__Исходный отрывок__.
####
Хоронить пришлось с попом, по настоянию его тестя и тещи. Во время отпевания в церкви поп заметил, что я не молюсь и, улучив мать наедине, спросил: «А что, Настасья, у тебя старший сын не верит, видно, в бога-то?» Она ответила, что не верит он уж давно, еще задолго до войны. «Так ты, — говорит, — берегись его, такие люди очень опасны, им ведь и человека убить ничего не стоит». Мать дома, смеясь, мне это рассказала, и я решил при случае попу это припомнить.
Кстати о верующих и неверующих. Когда я приехал домой, ко мне стали заходить поговорить, особенно молодежь, которая до войны была еще мальчишками. В числе их заходил Олёкса Миколин, брат Ваньки Миколина, который был со мной на фронте. Поговорить он любил, был грамотен и почитывал, в 1918 году даже членом уездного исполкома был. Потом выяснилось, что он со слезами отпросился из уисполкома, боясь, что если большевики не удержатся, то его расстреляют. Так вот он, бывало, придет и рассусоливает: «Вот, Иван, ты раньше на всю волость был один неверующий, а теперь вот мы, молодые, почти все стали неверующими, только дураки еще продолжают верить в бога». А я однажды случайно подслушал, как этот неверующий со старухами толкует. Тогда долго дождя не было, старухи и забеспокоились, что надо бы батюшку позвать да помолебствовать. «Неверующий» горячо их поддерживал: «Да, да, надо непременно позвать священника». Когда в следующий раз он заговорил со мной о неверии, я резко оборвал его, напомнив его беседу со старухами и посоветовав держаться их, так как от таких «неверующих», мол, толку мало. Больше он не пытался говорить со мной о своем неверии. А я предпочитал спорить с людьми хотя и верующими, но не двуличными. Я знал, что из таких, если их переубедить, будут настоящие безбожники.
####
__Исходные строки__.
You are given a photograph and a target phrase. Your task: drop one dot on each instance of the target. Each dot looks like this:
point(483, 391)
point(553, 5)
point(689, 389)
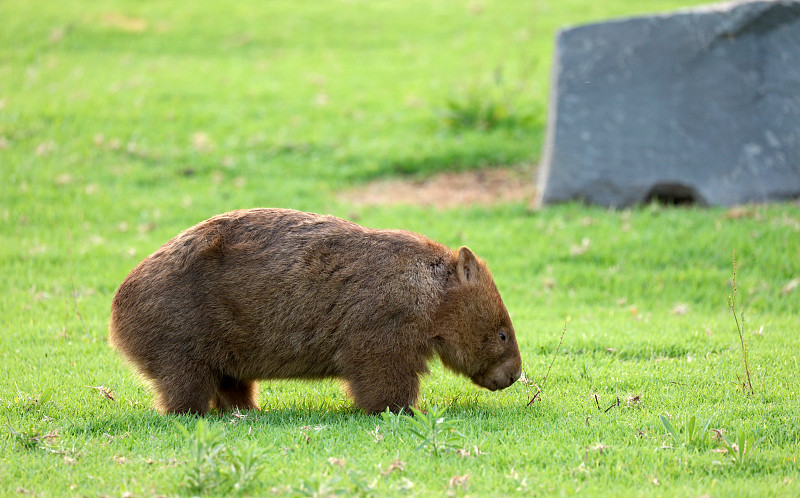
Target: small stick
point(72, 286)
point(547, 374)
point(740, 328)
point(616, 403)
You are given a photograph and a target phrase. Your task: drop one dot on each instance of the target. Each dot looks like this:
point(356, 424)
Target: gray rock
point(701, 106)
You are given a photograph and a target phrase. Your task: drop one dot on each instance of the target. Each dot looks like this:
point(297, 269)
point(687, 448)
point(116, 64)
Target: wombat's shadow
point(281, 417)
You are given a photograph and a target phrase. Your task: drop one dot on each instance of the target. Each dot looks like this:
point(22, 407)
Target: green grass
point(122, 123)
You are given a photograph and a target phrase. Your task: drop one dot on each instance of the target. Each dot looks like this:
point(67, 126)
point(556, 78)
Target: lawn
point(122, 123)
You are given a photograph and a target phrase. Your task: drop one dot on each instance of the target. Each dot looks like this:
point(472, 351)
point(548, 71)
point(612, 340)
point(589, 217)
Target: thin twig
point(615, 403)
point(547, 374)
point(72, 286)
point(740, 329)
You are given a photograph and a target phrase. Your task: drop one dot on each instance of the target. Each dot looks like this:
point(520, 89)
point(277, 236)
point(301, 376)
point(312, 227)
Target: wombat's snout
point(499, 377)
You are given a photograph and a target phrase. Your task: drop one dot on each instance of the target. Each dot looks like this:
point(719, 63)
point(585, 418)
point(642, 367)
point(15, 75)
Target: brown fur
point(275, 294)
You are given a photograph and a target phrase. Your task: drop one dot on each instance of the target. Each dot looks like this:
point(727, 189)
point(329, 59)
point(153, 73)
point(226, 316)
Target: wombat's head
point(473, 334)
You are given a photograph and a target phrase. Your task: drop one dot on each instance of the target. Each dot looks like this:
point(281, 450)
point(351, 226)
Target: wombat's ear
point(468, 267)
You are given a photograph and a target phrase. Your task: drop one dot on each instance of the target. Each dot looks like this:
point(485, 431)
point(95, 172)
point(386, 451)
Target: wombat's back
point(272, 293)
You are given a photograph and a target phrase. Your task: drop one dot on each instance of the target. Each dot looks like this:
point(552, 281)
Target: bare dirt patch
point(447, 190)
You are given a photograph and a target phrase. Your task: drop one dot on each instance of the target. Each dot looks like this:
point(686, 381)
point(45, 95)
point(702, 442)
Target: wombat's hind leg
point(234, 393)
point(374, 395)
point(187, 395)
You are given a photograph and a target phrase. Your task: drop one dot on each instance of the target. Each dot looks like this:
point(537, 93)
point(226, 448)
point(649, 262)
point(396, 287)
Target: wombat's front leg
point(185, 390)
point(373, 392)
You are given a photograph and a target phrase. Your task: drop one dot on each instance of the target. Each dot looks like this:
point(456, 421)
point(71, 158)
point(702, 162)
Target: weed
point(27, 439)
point(486, 106)
point(214, 467)
point(747, 385)
point(547, 374)
point(694, 436)
point(742, 446)
point(436, 433)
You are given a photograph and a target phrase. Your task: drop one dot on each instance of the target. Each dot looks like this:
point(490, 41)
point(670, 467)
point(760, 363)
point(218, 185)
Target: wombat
point(278, 294)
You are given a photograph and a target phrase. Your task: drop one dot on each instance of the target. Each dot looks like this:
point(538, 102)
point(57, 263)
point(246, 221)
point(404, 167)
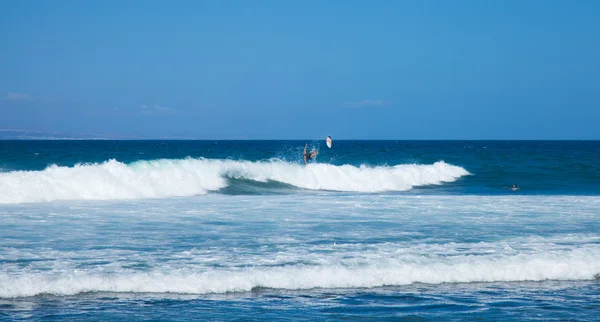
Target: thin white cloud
point(366, 103)
point(17, 97)
point(154, 109)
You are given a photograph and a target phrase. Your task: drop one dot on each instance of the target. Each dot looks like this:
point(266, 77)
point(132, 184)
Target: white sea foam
point(578, 264)
point(114, 180)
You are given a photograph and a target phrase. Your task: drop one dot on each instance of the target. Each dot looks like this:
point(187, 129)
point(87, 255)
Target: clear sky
point(303, 69)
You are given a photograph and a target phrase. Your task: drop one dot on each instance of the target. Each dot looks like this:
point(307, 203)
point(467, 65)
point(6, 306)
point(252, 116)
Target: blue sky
point(302, 69)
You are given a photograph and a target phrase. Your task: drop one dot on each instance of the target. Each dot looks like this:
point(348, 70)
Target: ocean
point(243, 230)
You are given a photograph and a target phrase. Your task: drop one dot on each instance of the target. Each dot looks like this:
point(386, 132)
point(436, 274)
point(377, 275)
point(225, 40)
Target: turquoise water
point(372, 230)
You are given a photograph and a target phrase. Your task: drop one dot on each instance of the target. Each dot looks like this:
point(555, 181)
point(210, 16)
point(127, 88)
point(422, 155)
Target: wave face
point(113, 180)
point(577, 264)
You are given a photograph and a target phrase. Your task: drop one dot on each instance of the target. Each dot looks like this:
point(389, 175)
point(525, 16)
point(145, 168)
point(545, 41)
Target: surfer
point(309, 156)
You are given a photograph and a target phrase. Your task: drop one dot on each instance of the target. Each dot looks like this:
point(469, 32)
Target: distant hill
point(15, 134)
point(11, 134)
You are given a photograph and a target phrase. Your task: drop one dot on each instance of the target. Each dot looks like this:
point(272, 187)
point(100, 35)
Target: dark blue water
point(537, 167)
point(243, 230)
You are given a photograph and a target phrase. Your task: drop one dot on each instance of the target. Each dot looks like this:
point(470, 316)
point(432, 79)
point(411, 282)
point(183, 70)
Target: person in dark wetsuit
point(309, 156)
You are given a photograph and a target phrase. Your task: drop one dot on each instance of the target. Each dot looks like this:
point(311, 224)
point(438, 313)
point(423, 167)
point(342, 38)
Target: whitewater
point(373, 230)
point(113, 180)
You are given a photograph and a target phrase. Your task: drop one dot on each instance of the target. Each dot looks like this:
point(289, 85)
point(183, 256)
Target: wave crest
point(114, 180)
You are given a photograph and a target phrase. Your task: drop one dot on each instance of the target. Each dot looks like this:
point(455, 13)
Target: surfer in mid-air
point(310, 155)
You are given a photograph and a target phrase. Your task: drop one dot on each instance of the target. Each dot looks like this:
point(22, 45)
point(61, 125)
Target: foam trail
point(580, 264)
point(113, 180)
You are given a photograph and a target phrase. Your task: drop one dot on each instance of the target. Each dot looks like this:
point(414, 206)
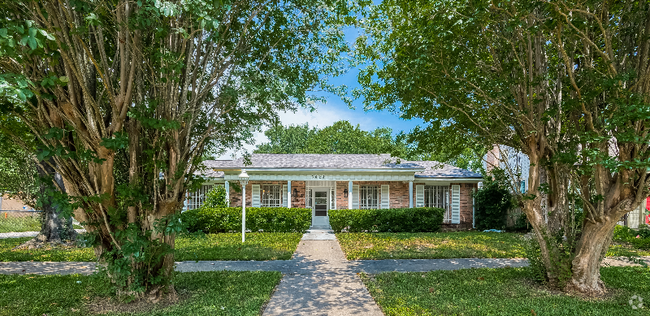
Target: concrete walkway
point(323, 284)
point(29, 234)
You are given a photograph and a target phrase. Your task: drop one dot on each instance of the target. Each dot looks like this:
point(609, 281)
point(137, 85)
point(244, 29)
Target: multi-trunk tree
point(567, 83)
point(125, 96)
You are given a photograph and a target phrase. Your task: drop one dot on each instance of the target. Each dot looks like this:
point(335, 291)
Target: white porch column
point(227, 187)
point(289, 193)
point(410, 194)
point(349, 195)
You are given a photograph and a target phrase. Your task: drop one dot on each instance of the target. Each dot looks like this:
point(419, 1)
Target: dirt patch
point(542, 289)
point(105, 305)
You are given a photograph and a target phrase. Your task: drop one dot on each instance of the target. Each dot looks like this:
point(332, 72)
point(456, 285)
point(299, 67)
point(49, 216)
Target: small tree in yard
point(564, 82)
point(124, 97)
point(21, 176)
point(493, 201)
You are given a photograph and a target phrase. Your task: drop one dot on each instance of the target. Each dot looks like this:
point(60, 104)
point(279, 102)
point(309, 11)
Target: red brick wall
point(296, 201)
point(399, 197)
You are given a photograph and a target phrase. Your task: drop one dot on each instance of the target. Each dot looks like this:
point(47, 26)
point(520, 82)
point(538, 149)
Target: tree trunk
point(55, 229)
point(590, 251)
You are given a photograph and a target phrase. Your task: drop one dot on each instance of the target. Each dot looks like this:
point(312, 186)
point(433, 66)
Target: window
point(197, 198)
point(271, 195)
point(436, 196)
point(368, 197)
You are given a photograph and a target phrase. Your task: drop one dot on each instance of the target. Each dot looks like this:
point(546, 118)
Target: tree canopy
point(339, 138)
point(124, 97)
point(565, 82)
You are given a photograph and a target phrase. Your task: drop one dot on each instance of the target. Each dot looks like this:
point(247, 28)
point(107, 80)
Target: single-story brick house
point(345, 181)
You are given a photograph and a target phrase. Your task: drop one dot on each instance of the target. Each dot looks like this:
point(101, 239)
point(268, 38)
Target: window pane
point(271, 195)
point(368, 197)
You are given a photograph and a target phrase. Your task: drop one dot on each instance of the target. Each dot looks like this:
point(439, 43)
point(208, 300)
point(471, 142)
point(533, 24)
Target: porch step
point(319, 233)
point(320, 227)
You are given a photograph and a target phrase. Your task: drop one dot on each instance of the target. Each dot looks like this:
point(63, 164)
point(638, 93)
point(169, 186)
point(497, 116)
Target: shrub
point(628, 235)
point(424, 219)
point(228, 219)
####
__Текст задания 1__. Переведите на английский предложение из отрывка о верующих и неверующих: «Больше он не пытался говорить со мной о своем неверии.»
__Текст задания 2__. Допишите отрывок о верующих и неверующих, продолжив его сразу после последней фразы.
Строки для этой работы не нужны.

__Итоговый результат 1__. He never again tried to talk to me about his unbelief.

__Итоговый результат 2__.
Советская власть призывала к общественной обработке земли, к организации сельскохозяйственных артелей и коммун[319]. Для приступающих к этому давались поощрения, какие в тогдашних условиях были возможны: давали серпы, косы, старый железный лом для ремонта плугов. Плуги были тогда еще с деревянным грядилем и ручками, довоенного завоза, железные плуги впервые появились на первой ярмарке в Нюксенице, когда объявлен был НЭП, меняли их, кажется, за 4 пуда овса. Иногда на оформившуюся артель давали бочку патоки.
Но все эти объединения были большей частью только на бумаге, на деле ничего не обобществлялось. Но и в такие объединения люди шли туго, боясь, что если советскую власть свергнут, то всех коммунистов перережут (всех записавшихся в артели или коммуны окружающее население относило к коммунистам, а самая отсталая часть считала их предавшимися антихристу).
В волости только в одной артели работали совместно, в деревне Крысиха[320]. Деревенька была маленькая, 5–6 домов, и довольно дружно и успешно, в 2–3 года добились значительного расширения пашни и улучшения своего материального положения.
Даже потом, когда артель распалась и они вернулись к единоличному хозяйствованию, их хозяйства остались более справными, чем были до артели. Таким образом, идея артельного труда не была скомпрометирована. Распалась же артель потому, что в ней был лишь один грамотный человек — Сашка Оськи Крысенского, о котором уже упоминалось. Он осуществлял все руководство, вел весь учет и, может быть, этим злоупотреблял, присваивая кое-что для своей семьи. А, может, и без этого у членов артели зародилось недоверие к нему.
Я по возвращении из плена делал попытки ввести в своей деревне многопольный севооборот с клевером, закидывал мысль и о создании коллективного хозяйства. При этом я бил все на коммуну, но, конечно, пошел бы и на артель, если бы подобрались желающие этого сознательно, а не в целях получения «поощрения». В артель, организовавшуюся только для того, чтобы получить что-нибудь от государства, я не пошел бы. Я мечтал о создании коллектива из людей, желающих своими силами, а не за счет субсидий создать хорошее, доходное хозяйство, могущее послужить примером для окружающего населения и вызвать его на подражание.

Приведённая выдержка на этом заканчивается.